● TASK PROMPT
Write out only the lines running from the one that contains "of the suit" to the end of the material, both ends included.

● EXTRACTED ENTRIES

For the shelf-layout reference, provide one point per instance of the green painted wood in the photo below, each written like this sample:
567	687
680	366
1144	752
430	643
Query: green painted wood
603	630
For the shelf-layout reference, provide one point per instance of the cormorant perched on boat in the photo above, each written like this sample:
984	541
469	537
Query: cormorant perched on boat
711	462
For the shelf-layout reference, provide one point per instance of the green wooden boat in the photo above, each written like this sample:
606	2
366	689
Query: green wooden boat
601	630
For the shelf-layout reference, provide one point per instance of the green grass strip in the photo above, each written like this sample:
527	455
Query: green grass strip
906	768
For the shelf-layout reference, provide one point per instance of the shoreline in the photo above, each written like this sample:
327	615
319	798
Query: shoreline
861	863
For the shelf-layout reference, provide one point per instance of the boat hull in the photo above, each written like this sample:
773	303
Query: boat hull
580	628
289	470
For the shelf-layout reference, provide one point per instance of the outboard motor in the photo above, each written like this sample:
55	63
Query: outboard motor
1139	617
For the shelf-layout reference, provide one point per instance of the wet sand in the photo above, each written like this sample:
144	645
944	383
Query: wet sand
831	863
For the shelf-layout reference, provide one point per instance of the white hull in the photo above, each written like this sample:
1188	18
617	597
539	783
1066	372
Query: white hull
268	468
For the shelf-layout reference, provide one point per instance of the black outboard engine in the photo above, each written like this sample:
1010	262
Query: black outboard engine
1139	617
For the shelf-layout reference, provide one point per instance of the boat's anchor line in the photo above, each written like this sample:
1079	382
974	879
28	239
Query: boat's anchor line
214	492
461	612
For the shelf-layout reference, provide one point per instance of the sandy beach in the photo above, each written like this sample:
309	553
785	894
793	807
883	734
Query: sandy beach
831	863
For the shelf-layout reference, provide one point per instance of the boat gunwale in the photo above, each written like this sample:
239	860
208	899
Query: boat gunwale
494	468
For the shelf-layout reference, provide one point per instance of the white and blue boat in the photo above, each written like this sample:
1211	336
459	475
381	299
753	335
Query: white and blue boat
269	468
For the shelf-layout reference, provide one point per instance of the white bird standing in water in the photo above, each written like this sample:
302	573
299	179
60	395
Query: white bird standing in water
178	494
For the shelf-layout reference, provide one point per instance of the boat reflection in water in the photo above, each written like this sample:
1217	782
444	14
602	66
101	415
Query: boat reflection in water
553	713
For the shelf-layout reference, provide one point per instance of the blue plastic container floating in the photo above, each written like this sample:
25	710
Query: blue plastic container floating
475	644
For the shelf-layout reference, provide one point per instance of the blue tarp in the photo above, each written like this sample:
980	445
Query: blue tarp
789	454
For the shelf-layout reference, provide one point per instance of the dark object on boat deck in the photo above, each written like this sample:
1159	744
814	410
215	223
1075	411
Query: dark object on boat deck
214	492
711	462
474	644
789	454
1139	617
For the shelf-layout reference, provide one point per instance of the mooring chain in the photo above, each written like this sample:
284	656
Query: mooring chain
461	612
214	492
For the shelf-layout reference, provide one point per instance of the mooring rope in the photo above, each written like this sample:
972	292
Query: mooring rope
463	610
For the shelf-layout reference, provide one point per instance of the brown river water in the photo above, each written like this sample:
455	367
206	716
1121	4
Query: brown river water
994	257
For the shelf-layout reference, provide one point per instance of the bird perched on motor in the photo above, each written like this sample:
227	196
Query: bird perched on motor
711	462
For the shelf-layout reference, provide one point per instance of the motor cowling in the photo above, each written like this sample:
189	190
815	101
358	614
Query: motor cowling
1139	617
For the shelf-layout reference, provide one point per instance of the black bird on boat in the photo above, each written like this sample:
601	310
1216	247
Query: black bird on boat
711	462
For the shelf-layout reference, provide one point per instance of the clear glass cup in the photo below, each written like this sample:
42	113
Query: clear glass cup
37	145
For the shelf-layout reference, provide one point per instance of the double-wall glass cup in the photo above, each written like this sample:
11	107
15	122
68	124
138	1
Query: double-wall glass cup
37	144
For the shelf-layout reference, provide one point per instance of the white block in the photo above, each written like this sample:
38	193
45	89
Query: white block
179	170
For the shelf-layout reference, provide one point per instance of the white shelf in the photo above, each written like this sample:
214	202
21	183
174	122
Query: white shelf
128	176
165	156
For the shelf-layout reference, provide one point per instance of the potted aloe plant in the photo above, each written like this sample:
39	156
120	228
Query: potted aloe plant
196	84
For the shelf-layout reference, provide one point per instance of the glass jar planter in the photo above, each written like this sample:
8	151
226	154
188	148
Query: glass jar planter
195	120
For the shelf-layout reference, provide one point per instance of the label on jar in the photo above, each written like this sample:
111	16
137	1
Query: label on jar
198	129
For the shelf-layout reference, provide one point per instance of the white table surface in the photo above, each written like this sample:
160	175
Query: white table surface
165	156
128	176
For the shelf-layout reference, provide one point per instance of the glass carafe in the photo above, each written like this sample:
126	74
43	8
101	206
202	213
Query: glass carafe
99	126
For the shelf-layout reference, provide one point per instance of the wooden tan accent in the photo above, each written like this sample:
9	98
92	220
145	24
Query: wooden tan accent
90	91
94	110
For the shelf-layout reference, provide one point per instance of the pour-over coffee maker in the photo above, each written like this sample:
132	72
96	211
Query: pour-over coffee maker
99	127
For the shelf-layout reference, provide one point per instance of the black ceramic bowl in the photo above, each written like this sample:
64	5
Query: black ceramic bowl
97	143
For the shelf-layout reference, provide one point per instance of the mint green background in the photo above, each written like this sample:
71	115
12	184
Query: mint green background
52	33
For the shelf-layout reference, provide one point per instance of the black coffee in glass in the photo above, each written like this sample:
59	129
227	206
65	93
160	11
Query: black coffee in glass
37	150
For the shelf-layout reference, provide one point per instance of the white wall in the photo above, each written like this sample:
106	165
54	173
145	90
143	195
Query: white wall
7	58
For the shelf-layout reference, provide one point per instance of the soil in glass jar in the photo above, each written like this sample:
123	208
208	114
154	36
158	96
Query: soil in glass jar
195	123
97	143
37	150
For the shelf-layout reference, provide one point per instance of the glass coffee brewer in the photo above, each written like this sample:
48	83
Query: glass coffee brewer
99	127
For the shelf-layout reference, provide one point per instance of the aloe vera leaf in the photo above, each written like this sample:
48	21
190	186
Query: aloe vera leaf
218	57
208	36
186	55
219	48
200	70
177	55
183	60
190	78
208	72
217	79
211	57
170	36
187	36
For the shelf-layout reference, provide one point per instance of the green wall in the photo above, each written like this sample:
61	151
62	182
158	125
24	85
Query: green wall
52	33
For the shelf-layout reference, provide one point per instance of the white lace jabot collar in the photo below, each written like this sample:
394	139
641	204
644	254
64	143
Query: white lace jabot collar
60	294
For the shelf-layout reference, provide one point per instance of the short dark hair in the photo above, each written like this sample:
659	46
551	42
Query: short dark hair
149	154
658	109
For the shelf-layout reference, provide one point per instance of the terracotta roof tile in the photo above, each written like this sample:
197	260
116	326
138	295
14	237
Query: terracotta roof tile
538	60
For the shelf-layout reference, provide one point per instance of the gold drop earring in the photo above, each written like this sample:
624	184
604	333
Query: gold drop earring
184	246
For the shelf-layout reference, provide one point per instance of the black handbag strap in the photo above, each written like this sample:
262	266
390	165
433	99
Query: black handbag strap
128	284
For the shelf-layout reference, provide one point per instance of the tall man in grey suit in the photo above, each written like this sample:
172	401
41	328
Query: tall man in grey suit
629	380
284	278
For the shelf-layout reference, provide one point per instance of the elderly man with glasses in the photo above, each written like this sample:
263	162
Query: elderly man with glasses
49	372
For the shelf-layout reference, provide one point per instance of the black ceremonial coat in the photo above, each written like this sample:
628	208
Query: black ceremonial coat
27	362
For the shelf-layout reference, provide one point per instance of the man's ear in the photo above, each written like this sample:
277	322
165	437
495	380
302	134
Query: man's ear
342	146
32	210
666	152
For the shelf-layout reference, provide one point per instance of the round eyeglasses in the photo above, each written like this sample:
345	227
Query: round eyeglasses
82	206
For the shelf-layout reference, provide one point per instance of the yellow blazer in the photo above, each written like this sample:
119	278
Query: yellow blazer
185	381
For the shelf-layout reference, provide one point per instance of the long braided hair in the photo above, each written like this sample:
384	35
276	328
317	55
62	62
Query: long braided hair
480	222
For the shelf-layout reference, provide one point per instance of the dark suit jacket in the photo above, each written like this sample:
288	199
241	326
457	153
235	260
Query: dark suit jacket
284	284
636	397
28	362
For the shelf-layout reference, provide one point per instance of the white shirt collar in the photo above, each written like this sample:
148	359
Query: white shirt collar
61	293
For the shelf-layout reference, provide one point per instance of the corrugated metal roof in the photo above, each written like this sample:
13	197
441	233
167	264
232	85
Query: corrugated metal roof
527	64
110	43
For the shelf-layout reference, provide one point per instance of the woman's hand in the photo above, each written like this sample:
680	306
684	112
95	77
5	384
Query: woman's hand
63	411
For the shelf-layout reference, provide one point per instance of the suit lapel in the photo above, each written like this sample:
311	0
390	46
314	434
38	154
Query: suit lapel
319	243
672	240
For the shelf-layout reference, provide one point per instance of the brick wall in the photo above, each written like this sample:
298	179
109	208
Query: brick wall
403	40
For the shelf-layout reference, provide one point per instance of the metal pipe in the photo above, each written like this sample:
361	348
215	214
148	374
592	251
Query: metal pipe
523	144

● FINAL RESULT
For the shelf-layout reference, provide one point per instance of the suit lapel in the photo above, each written like this sample:
311	0
390	46
314	434
38	154
Query: suit lapel
319	243
672	240
For the shelf-layout reference, provide one point per instance of the brick wall in the photo above, each written like this sample:
298	179
109	208
Query: brick wall
403	40
For the shelf-layout reference, provide one point per instance of the metal pipe in the photo above, each written like this sample:
361	348
215	214
148	374
592	251
Query: metal pipe
523	144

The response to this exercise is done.